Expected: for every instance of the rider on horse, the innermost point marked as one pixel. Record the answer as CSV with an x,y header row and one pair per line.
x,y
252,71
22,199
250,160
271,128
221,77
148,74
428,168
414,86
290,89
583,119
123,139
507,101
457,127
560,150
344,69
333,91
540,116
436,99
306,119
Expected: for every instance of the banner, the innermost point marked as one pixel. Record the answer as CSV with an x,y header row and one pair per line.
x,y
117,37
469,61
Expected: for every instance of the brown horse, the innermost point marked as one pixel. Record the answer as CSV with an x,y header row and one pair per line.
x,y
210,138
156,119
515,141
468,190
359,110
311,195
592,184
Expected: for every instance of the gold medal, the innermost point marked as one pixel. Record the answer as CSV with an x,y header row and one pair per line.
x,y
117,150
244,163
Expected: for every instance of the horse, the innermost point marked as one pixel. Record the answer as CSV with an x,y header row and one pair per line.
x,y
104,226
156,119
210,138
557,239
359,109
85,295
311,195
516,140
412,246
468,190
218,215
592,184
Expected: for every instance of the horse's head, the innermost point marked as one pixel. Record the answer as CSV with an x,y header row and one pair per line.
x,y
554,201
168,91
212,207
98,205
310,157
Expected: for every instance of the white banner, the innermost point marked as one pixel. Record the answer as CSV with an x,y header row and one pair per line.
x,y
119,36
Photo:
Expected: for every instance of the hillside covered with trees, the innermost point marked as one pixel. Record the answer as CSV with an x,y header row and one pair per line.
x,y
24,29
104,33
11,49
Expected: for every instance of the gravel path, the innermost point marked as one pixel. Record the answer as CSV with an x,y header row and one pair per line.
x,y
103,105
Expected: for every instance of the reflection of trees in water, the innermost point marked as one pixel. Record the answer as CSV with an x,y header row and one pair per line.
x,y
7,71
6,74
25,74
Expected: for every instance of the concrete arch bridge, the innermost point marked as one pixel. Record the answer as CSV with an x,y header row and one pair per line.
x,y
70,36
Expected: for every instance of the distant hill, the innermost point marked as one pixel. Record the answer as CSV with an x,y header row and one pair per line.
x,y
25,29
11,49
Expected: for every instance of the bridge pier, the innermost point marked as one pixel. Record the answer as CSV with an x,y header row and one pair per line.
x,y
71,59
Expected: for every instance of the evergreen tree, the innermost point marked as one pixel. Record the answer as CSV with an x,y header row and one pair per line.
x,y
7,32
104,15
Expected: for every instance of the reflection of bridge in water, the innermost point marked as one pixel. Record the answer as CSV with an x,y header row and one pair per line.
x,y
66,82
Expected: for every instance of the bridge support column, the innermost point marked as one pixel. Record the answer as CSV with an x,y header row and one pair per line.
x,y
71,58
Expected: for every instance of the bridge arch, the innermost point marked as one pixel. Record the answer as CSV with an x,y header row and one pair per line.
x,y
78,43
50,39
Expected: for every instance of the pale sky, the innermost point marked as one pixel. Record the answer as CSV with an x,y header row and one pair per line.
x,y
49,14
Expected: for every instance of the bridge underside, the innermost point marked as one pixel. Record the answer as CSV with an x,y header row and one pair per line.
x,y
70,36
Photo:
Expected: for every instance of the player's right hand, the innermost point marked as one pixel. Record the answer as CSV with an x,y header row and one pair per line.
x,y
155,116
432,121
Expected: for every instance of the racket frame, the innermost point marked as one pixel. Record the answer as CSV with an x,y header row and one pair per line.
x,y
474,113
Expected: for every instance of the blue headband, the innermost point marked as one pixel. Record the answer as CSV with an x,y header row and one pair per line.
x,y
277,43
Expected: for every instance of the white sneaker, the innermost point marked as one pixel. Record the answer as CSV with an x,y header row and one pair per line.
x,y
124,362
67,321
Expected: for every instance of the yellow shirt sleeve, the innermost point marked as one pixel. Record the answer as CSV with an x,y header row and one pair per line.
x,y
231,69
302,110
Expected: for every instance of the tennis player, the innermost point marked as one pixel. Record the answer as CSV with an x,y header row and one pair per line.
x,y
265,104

Requirement => In the stretch from the line containing "Expected: for every instance of the pale" through the end of the data, replace "innermost point" with "central point". Give back only those lines, with everything else left as it is.

Answer for the task =>
Expected: for every instance of the pale sky, the central point marked as one pixel. Record the answer as CSV with an x,y header row and one pair per line.
x,y
49,14
Expected: for every instance of the bridge underside, the central point marked as one pixel. Record the answer as CSV with an x,y header row and one pair per line.
x,y
70,36
Photo:
Expected: for every instance of the player's right hand, the central point marked as one pixel. Record the answer as CSV with an x,y header row and one pair per line.
x,y
155,116
432,121
Expected: for every instance of the racket frame, the central point marked as one pixel. Record the answer as CSV with an x,y header row and one pair per line.
x,y
474,113
Expected: for every instance of the blue headband, the central point marked as one pixel. Record the answer as CSV with an x,y header row and one pair per line.
x,y
277,43
Expected: for every instance of the white sneaker, the central point marked as one pixel. Record the answer as CSV with an x,y header row and one pair per line.
x,y
124,362
67,321
Expected: for every instance of the yellow shirt sleeve, the central point marked as one pixel. Record the answer as CSV with an x,y header row and one pair per line.
x,y
231,69
302,110
Expected: for every instance of the tennis player, the central point marked as one pixel. Record the answer as CSV with an x,y header row and one pair per line.
x,y
265,104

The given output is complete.